_PROBLEM TO WORK ON_
For the listing below, work out the number of lines that hold "cloud" and return that number alone.

_THE INPUT_
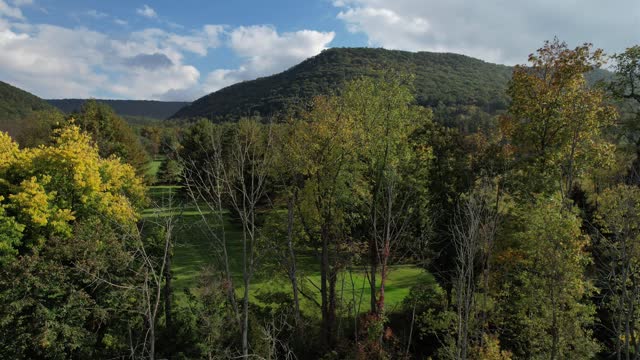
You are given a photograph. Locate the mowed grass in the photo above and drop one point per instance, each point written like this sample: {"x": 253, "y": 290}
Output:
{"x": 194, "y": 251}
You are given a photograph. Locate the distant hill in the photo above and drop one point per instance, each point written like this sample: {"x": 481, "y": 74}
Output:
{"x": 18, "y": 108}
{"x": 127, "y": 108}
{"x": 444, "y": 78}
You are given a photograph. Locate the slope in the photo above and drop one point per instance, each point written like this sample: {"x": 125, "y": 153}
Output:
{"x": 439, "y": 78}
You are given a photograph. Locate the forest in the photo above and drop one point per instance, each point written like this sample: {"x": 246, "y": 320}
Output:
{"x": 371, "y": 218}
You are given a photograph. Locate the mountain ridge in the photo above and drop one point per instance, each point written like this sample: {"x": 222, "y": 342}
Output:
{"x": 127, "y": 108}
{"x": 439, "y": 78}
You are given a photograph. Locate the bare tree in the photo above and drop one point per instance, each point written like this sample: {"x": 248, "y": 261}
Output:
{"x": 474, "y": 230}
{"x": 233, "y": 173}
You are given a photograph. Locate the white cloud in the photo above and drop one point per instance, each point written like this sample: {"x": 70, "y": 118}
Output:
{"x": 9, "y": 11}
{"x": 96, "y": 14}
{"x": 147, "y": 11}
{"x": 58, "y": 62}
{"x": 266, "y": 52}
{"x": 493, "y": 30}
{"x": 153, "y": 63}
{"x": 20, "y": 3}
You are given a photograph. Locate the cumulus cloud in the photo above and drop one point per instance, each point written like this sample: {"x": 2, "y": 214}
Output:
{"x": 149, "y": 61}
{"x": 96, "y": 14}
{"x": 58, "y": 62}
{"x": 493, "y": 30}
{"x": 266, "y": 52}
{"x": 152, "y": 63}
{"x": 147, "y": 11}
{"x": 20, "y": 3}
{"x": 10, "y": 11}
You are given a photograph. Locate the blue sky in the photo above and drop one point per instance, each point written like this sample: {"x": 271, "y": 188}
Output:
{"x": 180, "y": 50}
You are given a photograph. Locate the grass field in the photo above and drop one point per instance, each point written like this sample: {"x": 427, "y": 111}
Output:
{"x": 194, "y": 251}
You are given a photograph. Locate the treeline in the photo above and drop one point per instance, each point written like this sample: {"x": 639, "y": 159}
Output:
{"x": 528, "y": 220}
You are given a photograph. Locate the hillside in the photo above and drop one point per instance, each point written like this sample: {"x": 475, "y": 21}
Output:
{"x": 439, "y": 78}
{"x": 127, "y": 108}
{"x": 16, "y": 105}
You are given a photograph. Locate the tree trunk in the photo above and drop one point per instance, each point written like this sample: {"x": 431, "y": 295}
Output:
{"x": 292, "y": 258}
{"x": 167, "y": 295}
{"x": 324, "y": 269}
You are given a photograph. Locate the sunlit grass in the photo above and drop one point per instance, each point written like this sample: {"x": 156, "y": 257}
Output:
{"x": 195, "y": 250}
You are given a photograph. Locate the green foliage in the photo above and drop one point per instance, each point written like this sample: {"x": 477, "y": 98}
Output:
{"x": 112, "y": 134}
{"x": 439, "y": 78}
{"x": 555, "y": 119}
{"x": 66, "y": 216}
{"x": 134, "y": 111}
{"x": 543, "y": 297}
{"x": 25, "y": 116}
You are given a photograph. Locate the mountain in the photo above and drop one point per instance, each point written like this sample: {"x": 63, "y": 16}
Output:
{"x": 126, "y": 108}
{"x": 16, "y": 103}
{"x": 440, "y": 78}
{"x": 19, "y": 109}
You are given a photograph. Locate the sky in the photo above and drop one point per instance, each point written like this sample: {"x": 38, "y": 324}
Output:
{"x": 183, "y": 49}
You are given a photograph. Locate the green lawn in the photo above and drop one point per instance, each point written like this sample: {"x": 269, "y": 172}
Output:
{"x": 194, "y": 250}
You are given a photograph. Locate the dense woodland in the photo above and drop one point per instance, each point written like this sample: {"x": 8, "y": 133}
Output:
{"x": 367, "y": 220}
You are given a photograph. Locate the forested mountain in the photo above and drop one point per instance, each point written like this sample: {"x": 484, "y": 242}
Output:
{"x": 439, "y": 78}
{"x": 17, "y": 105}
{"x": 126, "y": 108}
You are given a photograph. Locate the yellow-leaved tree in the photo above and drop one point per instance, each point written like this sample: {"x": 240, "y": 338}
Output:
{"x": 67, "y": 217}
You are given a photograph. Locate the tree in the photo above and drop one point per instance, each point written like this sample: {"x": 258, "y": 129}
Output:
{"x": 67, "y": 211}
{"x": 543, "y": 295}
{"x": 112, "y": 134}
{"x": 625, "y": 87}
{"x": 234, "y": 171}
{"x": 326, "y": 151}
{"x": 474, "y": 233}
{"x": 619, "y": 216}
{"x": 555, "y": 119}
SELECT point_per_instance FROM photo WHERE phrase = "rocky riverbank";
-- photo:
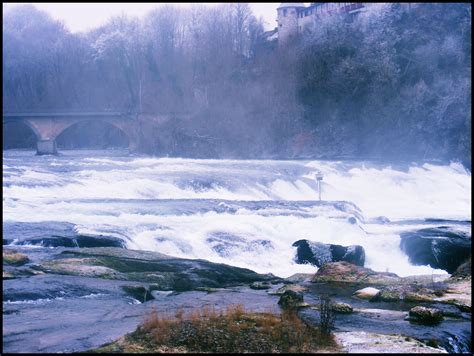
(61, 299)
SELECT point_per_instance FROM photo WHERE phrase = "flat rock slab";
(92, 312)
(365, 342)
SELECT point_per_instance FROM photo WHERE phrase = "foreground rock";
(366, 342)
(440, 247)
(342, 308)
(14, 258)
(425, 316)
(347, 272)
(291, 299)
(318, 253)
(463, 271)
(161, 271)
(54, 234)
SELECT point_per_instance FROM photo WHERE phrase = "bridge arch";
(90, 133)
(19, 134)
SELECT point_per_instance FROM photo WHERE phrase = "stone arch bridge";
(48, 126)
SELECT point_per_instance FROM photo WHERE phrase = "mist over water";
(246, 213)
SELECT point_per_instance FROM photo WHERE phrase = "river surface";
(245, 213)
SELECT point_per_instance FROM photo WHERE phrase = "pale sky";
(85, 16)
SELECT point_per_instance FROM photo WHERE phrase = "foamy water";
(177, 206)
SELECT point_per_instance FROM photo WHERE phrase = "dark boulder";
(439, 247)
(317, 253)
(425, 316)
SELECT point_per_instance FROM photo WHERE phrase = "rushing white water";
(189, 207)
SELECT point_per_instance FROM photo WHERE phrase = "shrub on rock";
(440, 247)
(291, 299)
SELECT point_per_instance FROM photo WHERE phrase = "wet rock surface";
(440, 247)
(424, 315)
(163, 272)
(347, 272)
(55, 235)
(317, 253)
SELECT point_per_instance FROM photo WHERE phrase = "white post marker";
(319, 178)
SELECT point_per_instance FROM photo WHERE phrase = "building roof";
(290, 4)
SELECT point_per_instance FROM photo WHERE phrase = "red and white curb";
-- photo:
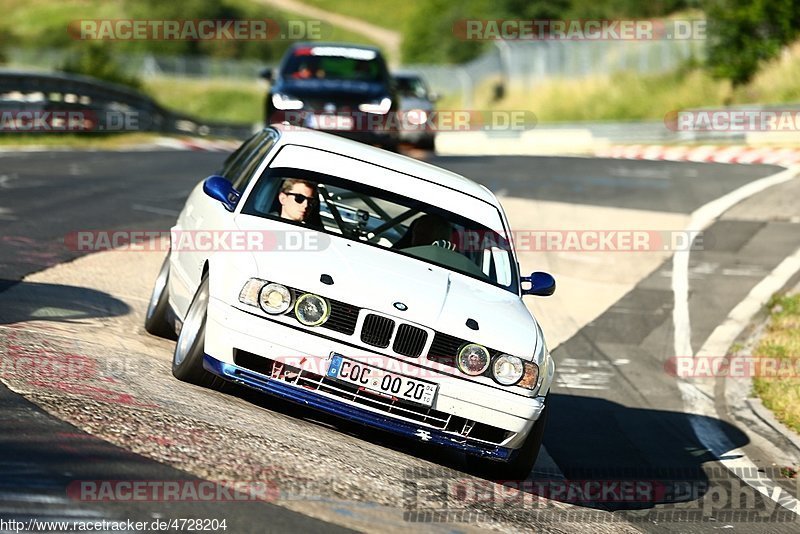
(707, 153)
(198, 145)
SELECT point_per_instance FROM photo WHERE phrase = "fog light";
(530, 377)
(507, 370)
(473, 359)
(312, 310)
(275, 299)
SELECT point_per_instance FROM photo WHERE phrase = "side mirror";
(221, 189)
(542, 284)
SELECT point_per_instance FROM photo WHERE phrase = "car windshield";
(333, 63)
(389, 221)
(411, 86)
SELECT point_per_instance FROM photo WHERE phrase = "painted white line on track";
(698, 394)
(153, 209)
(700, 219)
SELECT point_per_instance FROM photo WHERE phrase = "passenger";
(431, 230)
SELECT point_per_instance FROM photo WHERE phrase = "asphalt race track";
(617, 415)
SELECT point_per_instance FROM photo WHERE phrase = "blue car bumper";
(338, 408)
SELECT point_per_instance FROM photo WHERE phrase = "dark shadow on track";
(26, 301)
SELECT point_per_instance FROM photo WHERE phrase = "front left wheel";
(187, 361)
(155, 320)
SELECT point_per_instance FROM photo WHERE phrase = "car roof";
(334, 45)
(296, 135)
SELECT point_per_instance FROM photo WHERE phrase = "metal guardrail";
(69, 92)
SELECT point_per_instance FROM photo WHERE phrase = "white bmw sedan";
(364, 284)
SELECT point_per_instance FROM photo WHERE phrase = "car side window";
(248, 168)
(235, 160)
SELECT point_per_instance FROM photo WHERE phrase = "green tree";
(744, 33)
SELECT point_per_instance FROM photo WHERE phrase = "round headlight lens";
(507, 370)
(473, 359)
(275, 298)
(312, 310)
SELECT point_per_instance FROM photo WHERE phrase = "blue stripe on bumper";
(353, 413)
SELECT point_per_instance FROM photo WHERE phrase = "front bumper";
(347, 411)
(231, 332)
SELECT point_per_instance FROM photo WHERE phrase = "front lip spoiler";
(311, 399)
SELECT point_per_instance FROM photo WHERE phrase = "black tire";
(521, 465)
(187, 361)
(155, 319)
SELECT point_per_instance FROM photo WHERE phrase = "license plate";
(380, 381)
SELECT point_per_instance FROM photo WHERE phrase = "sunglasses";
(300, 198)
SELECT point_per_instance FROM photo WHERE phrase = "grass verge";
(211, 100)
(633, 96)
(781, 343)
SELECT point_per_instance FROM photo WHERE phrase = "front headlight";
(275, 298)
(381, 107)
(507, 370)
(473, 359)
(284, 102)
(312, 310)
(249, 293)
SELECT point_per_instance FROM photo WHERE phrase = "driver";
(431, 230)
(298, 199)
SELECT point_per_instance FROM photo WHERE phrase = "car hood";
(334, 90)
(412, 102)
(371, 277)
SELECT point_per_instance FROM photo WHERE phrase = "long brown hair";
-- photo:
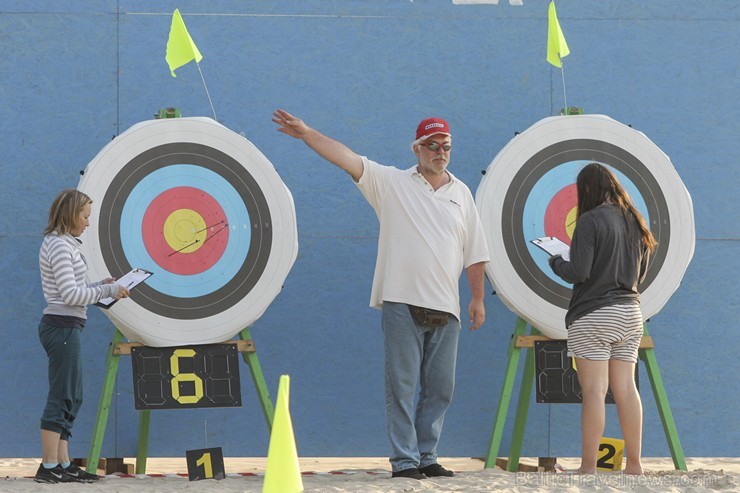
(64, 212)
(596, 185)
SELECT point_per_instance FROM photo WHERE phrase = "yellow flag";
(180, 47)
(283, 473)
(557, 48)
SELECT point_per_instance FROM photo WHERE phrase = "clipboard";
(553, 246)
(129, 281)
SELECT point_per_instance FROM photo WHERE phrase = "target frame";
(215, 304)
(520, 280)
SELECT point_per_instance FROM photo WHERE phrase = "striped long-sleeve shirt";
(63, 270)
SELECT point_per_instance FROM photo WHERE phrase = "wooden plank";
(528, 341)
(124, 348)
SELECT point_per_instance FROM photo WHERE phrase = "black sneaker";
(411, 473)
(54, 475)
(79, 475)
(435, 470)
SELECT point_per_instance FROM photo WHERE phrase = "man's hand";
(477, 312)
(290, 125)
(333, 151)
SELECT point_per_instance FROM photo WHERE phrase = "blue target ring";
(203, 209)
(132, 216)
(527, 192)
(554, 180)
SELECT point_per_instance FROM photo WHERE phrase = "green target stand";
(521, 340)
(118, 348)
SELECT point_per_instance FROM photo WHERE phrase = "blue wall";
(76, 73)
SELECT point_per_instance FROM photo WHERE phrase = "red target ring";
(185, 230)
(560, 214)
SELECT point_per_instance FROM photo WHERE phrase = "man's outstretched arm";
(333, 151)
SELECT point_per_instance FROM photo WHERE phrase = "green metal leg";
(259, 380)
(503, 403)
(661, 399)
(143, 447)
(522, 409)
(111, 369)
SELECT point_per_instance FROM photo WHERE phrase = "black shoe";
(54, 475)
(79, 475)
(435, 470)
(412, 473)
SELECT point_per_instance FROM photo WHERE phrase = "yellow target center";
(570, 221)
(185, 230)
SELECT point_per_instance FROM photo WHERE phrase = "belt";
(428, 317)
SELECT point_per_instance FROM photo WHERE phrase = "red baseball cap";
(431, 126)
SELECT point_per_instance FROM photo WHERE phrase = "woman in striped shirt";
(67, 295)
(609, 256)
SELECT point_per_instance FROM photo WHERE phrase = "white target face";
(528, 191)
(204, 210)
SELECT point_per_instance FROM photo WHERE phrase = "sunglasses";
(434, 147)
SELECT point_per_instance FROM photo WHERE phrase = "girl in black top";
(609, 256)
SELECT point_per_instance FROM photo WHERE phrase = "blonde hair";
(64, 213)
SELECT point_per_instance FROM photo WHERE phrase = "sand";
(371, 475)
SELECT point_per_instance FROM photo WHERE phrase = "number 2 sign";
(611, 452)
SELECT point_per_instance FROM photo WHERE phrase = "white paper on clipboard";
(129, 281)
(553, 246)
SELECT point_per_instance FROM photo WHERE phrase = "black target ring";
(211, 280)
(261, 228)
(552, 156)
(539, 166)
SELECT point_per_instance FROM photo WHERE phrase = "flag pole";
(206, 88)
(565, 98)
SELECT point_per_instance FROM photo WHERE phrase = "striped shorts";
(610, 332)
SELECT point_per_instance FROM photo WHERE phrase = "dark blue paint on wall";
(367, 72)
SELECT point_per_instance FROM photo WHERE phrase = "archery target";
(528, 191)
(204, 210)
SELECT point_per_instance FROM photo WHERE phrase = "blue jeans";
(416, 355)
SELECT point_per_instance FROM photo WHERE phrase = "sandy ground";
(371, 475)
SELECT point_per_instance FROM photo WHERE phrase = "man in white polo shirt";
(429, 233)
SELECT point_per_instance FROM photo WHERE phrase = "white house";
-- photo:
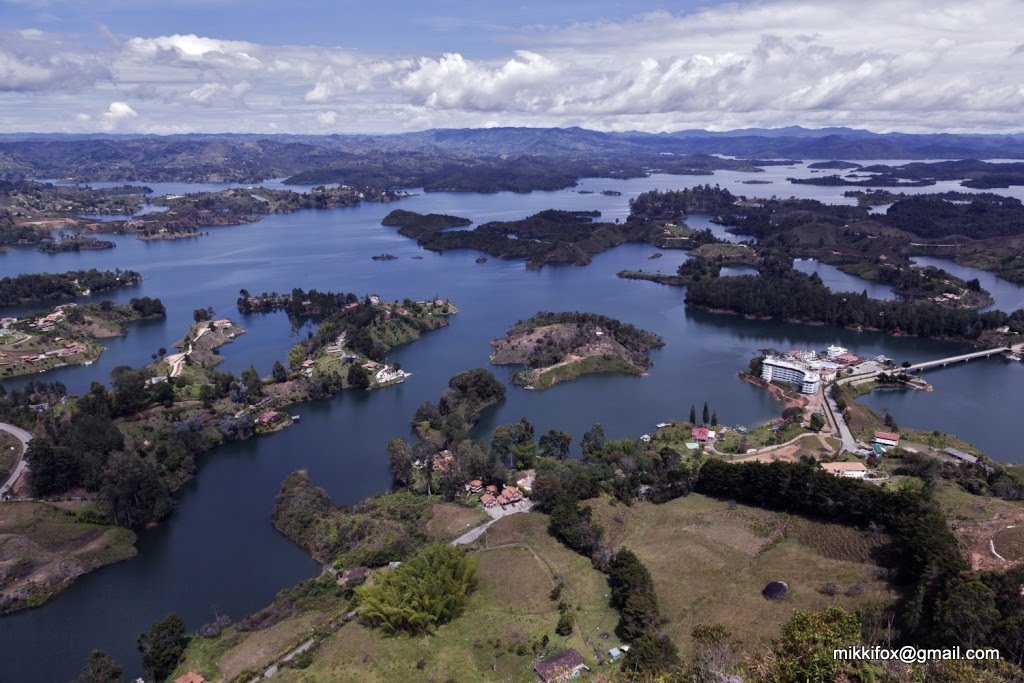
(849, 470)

_COMPLETED TASK_
2